Die in der Produktion erfassten Daten werden auf der Basis von sogenannten Ressourcen (RESTful Web-Services) zur Verfügung gestellt. Die Ressourcen eines MOS stellen offene Programmierschnittstellen dar, man spricht von Open API (Application Programming Interface - Schnittstellen zur Anwendungsprogrammierung).

Auf der Homepage der Open API Initiative finden sich alle namenhaften amerikanischen Softwareunternehmen. Die Unternehmen haben schon vor Jahren erkannt, dass ihre eigenen Anwendungen für die Kunden einen viel größeren Nutzen bringen, wenn sie mit anderen Anwendungen - auch denen der Wettbewerber - kommunizieren und uneingeschränkt Daten austauschen können.

Open API ist das Grundprinzip eines MOS. Alle Anwendungen greifen auf dieselbe Programmierschnittstelle zu. Damit hat im Gegensatz zum MES kein einzelner Anbieter einen privilegierten Zugang zu den erfassten Daten. Für die produzierenden Betriebe bedeutet dies, dass alle Anwendungen innerhalb des bestehenden IT-Umfeldes mit den erforderlichen Betriebs- und Prozessdaten versorgt werden.

Uneingeschränkter Zugang zu Spitzentechnologie

Mit dem Konzept der Universal Shop Floor Connectivity gehen MOS noch einen Schritt weiter. Dabei handelt es sich um generische Ressourcen auf Basis von einfach zu konfigurierenden Datenquellen. Auf diese Weise erhalten produzierende Betriebe die Möglichkeit, unabhängig von der standardisierten API alle im MOS erfassten Daten den vorhandenen Drittsystemen auf nahezu beliebige Weise zur Verfügung zu stellen.

Die Betriebsdaten stehen im MOS im gesamten Unternehmen zur Verfügung - in der Produktion ebenso wie in der Planung. Die Integration aller Betriebsdaten sowohl für mehrere Fabrikstandorte als auch für die übergeordnete Unternehmensplanung (SAP / ERP) ist die Grundvoraussetzung dafür, die Produktivität kurzfristig zu erhöhen und mittelfristig positive Effekte bei Kosten, Sicherheit und Umwelt zu erzielen.

Vor allem aber eröffnet ein MOS seinen Anwendern uneingeschränkten Zugang zu heutiger und zukünftiger Spitzentechnologie im Bereich des Smart Manufacturing, der ihnen durch ein MES verweigert wurde. Bei der Auswahl dieser Anwendungen kann sich jeder Betrieb für die für ihn am besten geeignete Lösung entscheiden - die mit dem MES erzwungene Herstellerbindung ist nicht mehr gegeben.

Feinplanung statt Fehlplanung

Diese Offenheit bringt für die Anwender enorme Vorteile. Beispiel: Mit einem MOS können Anwender die Betriebsdaten über offene Schnittstellen mit jeder auf dem Markt verfügbaren proprietären oder freien Anwendung analysieren. Gründe für Stillstände in der Vergangenheit werden auf Trends untersucht, entweder für einzelne Arbeitsplätze oder für Materialien. Das ermöglicht zuverlässige Prognosen über die zu erwartende Bearbeitungsdauer einzelner Aufträge und Vorgänge für die Zukunft.

-- ERFASSTE DATEN --
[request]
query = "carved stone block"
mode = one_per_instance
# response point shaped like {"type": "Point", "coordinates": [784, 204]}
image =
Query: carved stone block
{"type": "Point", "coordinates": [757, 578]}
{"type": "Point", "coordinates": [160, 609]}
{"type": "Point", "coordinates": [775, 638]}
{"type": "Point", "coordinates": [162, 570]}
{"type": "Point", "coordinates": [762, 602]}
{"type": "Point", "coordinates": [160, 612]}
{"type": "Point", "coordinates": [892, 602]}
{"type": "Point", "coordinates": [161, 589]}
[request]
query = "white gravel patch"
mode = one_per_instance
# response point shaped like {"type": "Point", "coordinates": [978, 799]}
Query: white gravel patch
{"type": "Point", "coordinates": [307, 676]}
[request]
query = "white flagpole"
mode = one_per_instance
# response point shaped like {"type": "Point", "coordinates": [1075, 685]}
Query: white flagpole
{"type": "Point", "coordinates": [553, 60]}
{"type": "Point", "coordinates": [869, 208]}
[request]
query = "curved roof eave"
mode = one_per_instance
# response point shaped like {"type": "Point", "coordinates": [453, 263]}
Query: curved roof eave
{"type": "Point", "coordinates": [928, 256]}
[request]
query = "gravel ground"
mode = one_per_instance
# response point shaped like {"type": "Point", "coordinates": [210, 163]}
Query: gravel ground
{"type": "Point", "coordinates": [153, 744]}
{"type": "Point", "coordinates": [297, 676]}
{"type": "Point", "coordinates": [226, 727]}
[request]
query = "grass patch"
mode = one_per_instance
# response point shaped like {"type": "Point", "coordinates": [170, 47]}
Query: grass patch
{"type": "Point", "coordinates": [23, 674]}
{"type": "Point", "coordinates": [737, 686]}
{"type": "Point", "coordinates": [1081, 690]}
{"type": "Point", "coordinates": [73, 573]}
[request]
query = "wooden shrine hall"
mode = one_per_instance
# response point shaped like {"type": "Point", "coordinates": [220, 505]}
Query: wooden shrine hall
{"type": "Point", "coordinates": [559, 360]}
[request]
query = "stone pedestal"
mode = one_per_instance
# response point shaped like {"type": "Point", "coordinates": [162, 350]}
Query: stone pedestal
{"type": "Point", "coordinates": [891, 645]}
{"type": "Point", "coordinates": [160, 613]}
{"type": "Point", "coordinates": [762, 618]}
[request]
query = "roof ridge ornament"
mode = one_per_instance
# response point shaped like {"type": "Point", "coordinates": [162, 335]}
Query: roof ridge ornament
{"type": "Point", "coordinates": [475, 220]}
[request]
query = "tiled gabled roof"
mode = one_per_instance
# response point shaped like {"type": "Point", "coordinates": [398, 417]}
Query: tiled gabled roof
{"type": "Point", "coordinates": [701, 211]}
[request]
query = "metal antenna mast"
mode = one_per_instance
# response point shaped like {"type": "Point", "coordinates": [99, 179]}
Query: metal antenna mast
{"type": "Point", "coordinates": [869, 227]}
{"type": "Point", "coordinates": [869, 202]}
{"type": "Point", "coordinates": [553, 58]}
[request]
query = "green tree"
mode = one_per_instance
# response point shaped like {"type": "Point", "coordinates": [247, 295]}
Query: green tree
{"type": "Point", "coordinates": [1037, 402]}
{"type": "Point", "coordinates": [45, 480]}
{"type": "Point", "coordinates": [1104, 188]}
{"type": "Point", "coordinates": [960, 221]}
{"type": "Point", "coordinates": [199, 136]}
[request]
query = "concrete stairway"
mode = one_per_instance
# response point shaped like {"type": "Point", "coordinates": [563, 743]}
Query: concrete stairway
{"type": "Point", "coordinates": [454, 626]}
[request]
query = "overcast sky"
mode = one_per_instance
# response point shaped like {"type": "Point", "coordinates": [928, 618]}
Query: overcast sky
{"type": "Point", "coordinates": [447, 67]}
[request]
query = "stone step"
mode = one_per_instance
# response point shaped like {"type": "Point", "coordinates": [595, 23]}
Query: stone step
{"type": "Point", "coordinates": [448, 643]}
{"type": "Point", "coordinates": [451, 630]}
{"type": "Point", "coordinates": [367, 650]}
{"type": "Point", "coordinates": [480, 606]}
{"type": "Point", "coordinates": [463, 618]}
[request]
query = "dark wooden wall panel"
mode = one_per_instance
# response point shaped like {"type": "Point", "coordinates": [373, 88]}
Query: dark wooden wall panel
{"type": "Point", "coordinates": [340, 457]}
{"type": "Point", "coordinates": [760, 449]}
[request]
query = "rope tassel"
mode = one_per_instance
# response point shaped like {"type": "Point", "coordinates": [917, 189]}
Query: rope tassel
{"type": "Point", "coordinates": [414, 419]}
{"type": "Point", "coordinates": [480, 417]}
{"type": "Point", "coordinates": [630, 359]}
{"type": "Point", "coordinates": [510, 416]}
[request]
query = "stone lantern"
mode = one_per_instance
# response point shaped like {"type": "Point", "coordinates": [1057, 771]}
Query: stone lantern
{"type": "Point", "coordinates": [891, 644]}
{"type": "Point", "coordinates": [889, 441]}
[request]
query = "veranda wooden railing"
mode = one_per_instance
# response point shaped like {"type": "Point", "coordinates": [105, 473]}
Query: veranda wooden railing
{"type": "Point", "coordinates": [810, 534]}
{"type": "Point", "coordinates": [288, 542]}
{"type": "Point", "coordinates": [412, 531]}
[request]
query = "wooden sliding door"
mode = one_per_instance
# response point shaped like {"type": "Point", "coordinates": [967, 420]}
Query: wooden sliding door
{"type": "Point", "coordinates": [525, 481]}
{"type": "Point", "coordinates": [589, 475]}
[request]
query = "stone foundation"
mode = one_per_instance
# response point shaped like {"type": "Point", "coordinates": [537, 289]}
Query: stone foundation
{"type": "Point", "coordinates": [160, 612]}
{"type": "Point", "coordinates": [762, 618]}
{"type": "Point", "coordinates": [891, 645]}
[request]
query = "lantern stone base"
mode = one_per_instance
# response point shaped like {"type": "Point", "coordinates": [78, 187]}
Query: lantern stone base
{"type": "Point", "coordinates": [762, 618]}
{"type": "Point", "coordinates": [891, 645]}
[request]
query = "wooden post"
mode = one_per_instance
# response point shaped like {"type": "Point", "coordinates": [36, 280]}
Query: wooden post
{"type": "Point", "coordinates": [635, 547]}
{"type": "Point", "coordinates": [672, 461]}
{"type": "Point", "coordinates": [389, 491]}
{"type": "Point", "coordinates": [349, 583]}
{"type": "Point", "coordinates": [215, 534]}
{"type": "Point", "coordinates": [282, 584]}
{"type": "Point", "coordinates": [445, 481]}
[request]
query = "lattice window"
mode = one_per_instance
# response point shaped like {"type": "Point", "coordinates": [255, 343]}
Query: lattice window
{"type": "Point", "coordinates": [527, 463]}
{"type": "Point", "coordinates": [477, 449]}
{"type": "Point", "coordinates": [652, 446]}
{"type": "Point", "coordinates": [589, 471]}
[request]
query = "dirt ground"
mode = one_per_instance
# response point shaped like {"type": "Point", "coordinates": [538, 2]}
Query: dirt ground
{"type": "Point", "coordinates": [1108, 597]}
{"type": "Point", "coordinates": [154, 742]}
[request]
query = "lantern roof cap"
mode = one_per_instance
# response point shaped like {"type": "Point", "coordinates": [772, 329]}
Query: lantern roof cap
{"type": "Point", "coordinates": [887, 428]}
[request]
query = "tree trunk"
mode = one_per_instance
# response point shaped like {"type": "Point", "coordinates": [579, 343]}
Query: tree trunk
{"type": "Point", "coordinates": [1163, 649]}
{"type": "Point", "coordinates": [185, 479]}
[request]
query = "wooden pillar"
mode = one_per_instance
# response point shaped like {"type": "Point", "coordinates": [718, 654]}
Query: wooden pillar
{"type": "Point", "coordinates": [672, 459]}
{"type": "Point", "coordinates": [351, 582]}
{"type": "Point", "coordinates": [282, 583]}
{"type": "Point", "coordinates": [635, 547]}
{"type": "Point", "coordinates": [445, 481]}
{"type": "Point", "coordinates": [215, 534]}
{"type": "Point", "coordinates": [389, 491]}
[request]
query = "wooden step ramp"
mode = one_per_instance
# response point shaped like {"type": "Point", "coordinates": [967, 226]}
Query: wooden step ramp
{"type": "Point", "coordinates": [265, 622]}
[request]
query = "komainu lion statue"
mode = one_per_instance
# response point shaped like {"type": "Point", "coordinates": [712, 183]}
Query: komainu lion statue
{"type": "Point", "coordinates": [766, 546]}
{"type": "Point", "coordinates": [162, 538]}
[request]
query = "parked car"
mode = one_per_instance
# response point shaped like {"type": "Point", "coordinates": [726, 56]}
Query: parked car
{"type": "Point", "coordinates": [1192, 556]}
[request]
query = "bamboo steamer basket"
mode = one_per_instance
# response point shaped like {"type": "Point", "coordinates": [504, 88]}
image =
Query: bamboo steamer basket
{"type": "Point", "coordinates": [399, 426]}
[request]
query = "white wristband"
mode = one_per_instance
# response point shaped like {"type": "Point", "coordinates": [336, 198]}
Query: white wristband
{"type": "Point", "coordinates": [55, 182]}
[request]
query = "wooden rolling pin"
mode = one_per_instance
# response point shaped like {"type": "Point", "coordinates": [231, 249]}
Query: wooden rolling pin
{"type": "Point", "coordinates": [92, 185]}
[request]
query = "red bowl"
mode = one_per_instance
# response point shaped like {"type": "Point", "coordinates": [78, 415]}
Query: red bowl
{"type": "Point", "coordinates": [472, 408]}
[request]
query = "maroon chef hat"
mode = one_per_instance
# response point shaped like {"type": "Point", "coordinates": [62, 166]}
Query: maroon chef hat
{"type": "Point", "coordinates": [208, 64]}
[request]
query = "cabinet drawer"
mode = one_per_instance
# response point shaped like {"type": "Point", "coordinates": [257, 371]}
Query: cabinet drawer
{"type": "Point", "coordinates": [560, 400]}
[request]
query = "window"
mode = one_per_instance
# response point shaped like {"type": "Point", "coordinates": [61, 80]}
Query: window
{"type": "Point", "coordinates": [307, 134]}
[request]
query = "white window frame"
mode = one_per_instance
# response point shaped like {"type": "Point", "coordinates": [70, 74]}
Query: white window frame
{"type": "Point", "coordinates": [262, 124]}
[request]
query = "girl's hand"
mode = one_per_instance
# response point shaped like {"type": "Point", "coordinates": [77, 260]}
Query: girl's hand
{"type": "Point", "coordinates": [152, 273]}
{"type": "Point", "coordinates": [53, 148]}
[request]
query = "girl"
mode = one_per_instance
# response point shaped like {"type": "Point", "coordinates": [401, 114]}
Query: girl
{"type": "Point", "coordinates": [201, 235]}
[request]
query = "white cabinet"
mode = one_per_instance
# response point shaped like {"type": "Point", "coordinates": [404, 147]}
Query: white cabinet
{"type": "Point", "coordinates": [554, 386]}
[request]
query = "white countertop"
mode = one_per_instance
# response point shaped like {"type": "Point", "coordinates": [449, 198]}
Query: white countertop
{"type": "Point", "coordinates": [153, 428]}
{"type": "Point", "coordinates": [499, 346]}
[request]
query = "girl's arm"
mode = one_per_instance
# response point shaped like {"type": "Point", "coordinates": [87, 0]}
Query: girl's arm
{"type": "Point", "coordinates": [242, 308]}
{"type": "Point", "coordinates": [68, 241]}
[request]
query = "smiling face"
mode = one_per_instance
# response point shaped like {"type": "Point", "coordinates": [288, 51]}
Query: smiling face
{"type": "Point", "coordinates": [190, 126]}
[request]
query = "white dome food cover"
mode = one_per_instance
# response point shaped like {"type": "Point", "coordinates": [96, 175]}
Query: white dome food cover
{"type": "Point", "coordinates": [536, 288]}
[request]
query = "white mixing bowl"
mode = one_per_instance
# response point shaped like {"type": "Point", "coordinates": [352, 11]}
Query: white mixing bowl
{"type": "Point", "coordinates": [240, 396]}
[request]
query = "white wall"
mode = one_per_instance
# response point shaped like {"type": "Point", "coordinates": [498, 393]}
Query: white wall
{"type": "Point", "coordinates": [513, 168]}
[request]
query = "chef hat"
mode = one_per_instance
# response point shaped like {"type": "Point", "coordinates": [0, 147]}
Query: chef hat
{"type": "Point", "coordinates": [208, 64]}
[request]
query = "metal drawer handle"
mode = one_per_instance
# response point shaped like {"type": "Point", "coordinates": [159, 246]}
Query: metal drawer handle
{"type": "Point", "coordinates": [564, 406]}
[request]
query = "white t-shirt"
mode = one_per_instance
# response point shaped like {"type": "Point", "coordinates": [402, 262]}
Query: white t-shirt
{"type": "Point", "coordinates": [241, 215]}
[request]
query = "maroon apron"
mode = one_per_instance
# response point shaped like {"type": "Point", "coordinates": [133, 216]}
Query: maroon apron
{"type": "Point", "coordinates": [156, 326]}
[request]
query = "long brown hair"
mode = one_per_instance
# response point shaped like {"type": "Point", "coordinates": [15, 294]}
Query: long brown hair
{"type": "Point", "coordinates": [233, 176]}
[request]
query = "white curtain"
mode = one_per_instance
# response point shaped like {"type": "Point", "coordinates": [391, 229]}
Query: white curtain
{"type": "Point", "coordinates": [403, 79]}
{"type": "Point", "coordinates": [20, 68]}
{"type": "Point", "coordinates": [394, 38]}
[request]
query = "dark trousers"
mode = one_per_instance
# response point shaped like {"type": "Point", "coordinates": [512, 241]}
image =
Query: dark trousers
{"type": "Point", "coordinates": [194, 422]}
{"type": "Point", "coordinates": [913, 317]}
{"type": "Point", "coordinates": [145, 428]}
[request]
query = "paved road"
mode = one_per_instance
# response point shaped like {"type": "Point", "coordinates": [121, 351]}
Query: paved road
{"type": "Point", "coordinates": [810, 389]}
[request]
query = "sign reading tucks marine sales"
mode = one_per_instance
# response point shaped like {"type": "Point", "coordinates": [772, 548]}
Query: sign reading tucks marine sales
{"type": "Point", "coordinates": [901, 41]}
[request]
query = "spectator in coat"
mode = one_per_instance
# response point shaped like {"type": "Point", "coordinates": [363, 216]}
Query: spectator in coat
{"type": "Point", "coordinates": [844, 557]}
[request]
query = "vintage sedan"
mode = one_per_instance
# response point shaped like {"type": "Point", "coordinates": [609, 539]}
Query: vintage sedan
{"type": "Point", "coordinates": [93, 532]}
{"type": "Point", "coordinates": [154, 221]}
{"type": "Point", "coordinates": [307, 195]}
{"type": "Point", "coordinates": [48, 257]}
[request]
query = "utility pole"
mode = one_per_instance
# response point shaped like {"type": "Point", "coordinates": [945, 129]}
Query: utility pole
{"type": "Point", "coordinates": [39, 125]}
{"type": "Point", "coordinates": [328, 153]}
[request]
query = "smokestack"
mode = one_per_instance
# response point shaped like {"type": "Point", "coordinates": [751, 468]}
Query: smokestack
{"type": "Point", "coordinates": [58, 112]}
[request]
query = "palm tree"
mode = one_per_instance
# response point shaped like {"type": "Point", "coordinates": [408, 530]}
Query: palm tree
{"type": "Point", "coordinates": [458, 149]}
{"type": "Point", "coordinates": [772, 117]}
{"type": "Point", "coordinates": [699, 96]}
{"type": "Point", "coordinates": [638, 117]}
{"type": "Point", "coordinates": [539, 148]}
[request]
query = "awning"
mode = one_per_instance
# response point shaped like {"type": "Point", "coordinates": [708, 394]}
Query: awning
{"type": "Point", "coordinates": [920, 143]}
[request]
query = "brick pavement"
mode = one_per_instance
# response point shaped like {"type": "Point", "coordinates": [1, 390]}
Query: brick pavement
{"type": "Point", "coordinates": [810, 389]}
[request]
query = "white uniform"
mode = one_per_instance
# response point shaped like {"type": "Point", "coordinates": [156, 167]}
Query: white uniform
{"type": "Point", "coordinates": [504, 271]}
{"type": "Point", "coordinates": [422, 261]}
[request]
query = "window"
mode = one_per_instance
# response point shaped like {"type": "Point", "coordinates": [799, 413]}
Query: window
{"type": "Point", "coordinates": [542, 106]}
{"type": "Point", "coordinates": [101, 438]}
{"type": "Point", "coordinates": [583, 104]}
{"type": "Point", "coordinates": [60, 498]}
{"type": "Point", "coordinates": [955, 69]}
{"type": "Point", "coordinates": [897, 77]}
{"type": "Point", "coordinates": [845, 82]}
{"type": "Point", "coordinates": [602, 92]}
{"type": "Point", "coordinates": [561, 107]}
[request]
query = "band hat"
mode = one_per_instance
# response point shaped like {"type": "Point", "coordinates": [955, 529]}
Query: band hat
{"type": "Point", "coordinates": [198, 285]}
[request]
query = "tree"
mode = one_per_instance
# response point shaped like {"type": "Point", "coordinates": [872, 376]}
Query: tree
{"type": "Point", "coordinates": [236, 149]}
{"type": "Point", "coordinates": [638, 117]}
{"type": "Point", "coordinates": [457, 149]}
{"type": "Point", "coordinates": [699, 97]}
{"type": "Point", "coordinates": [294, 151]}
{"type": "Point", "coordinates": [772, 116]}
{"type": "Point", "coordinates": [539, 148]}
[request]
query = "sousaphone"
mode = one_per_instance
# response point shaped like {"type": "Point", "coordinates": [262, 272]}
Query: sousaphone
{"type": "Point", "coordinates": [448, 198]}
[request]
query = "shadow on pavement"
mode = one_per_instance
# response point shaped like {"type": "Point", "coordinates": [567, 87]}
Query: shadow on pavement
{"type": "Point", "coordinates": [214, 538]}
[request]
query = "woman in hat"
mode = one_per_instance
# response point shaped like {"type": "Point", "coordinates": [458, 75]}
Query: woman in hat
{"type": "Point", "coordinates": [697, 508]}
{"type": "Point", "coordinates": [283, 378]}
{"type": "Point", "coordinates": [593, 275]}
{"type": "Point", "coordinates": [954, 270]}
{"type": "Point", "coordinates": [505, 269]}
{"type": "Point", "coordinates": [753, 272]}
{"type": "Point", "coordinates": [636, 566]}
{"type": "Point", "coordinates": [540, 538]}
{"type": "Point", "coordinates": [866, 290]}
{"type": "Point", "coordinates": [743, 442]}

-- AUFGABENSTELLUNG A --
Drucken Sie aus dem Text über offene Schnittstellen im MOS die Passage wortgetreu ab, die mit „Mit dem Konzept“ beginnt und bis einschließlich „Verfügung zu stellen.“ reicht.
-- AUFGABENSTELLUNG B --
Nennen Sie alle Bereiche, in denen laut dem Text über offene Schnittstellen im MOS mittelfristig positive Effekte erzielt werden sollen.
-- AUFGABENSTELLUNG C --
Führen Sie den Text über offene Schnittstellen im MOS im Anschluss an seinen letzten Satz weiter.

-- ENDERGEBNIS A --
Mit dem Konzept der Universal Shop Floor Connectivity gehen MOS noch einen Schritt weiter. Dabei handelt es sich um generische Ressourcen auf Basis von einfach zu konfigurierenden Datenquellen. Auf diese Weise erhalten produzierende Betriebe die Möglichkeit, unabhängig von der standardisierten API alle im MOS erfassten Daten den vorhandenen Drittsystemen auf nahezu beliebige Weise zur Verfügung zu stellen.

-- ENDERGEBNIS B --
Kosten, Sicherheit, Umwelt

-- ENDERGEBNIS C --
Modernste Techniken der Big-Data-Analyse liefern so die Basis für eine realistische und über einen größeren Zeitraum stabile Auftragsfeinplanung. Der Planer verbringt seine Zeit nicht vor der Plantafel, sondern wird alarmiert, wenn unerwartete Verzögerungen seinen Eingriff erfordern. Terminüberschreitungen können mit einer Vorlaufzeit von Wochen zuverlässig prognostiziert werden. Dem Planer bleibt somit genügend Zeit, drohenden Verspätungen zuvorzukommen. Dazu muss die in der Plantafel vorgeschlagene Planungsoptimierung lediglich bestätigt werden.

Web-Apps statt Fabrik-Terminals

Für die Echtzeit-Steuerung von Fabriken eignen sich Web-Apps deutlich besser als MES-Anwendungsprogramme auf einem Personal Computer. Web-Apps ermöglichen die flexible Darstellung aller benötigten Informationen zu jeder Zeit auf jedem Endgerät und an jedem Ort innerhalb eines Unternehmens.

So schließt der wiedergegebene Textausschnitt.